§ **What to work on**:
**A.** Summarize the article about the Lions weight-loss competition in two sentences.
**B.** Write the next paragraph of the article about the Lions weight-loss competition, picking up after its final sentence.

In typical fashion for the Lion friends, half of the entertainment from the three-month competition came in the moments leading up to the weigh-in Saturday at Local Motion.
"You may see some guys in their boxer shorts," warned Bruce Gislason, secretary treasurer. "You just never know."
Other Lions posed the possibility of "questionable means" of weight loss. Some non-participants enjoyed pancakes and sausage while contestants sipped coffee or smoked.
"I've got to wait until after the weigh-in," said Markolf when asked by Local Motion owner Tom Snyder if he wanted breakfast.
Then there was talk of the next competition, whether perhaps it should be to stop drinking or stop smoking. And, of course, there was debate on the rules. Particularly the one about having to pay twice the bet if no weight came off the scale.
"I'm the one who made the rule," Goff insisted.
The dozen men around the bar were not taking the specifics of the event too seriously, though.
"Our rules are like NASCAR," Gislason said. "We change them weekly."
As the contestants poured in, everyone seemed to agree it would come down to the two favorites--Mugavero and Meade.
"If K.C. doesn't win, he'll go down as the biggest liar," Gislason said. "K.C. hasn't been here since the weigh-in. We've just got messages."
Then there was Mugavero, a proven winner from his previous bout with Markolf.
"He's a weight loss specialist," Gislason said.
Mugavero also had the advantage of bringing the "official" scale for the event. But as Meade walked in, even Mugavero started to show the nerves.
"I've got to strip down now," Mugavero said.
Miller and Markolf put up respectable numbers, with Miller dropping 6.5 pounds and Markolf gaining two under protest (he lost two pounds according to his personal scale that same morning, he said). Olson surprised by dropping 24.5 pounds for a 9 percent loss.
Mugavero, fully clothed, then stepped to the scales for a 28-pound weight loss, totaling 10 percent. Only Meade remained, but the eventual champ easily cleared the field with a whopping 51.5-pound loss for 19 percent.
The only thing more impressive than Meade's total, the Lions agreed, was what he did next. Meade wrote a check for the entire $2,500 competition total to the emergency squad.

§ **Entries supplied**:

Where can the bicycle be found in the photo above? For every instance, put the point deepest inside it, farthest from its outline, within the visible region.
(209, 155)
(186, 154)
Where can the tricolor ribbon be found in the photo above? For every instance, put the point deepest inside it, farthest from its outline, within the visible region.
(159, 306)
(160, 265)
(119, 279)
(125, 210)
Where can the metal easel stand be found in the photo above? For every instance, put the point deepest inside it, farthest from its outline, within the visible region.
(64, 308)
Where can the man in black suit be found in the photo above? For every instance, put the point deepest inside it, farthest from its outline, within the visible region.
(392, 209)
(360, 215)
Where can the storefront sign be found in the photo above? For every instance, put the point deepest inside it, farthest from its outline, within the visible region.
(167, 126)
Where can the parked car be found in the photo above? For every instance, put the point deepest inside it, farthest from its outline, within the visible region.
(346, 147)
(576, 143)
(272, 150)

* * *

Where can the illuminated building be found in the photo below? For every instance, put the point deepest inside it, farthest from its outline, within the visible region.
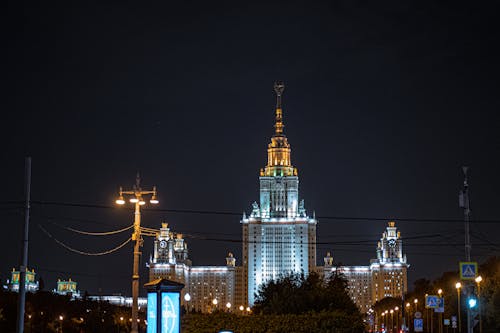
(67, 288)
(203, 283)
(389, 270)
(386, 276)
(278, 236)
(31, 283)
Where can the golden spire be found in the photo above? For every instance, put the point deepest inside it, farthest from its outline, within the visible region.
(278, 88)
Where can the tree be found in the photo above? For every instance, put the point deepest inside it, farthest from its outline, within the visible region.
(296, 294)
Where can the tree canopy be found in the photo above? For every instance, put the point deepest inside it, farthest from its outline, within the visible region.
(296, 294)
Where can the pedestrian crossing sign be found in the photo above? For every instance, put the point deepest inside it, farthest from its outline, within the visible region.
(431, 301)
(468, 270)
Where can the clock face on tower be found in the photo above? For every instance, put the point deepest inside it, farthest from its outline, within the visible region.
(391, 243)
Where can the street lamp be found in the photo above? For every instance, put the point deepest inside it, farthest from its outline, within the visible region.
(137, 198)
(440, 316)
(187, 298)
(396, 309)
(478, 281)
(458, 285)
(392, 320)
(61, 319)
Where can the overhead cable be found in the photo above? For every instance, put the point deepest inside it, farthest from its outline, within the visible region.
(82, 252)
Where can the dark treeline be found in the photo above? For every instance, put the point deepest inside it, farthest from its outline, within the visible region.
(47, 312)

§ **Numbered responses**:
**A.** Before Saturday's weigh-in at Local Motion, the Lions debated the rules and agreed that the three-month competition would come down to Mugavero and Meade. Mugavero lost 28 pounds, but Meade won with a 51.5-pound loss and then wrote a check for the entire $2,500 competition total to the emergency squad.

**B.**
"I wanted to win it to send it to them," Meade said. "That's a good group of people. We've had a couple of friends and if it weren't for them, they wouldn't be alive."
Roger Klaesius, treasurer for the emergency squad, said the gesture will be appreciated by the service that offers emergency transport throughout the Lake Wylie community at no cost to patients.
"It's fantastic," he said. "We really need the support because, if nothing else, fuel. Our fuel bills are probably $2,000 or $3,000 this year."
The irony of the event was not lost on the competitors, that the same event benefiting the emergency squad might well help keep the contestants from needing it.
"We lost the weight," said Olson. "We're all winners."
So how did Meade do it? The former high school athlete who often lost weight between football and wrestling seasons, Meade used a marine-style workout and cut out dietary frills--like the celebratory beer--during the three-month span.
"It's a six-week regimen that's a two-hour exercise program from seven to nine in the morning," he said. "I've done it every day since we started this thing."
In total, the five participants weighed in at 1,328 pounds three months ago and checked out Saturday at 1.219.5 pounds, or 108 fewer pounds than their former selves. Add in the money raised for a worthy cause, and the Lions needed little cause for raising a toast in celebration.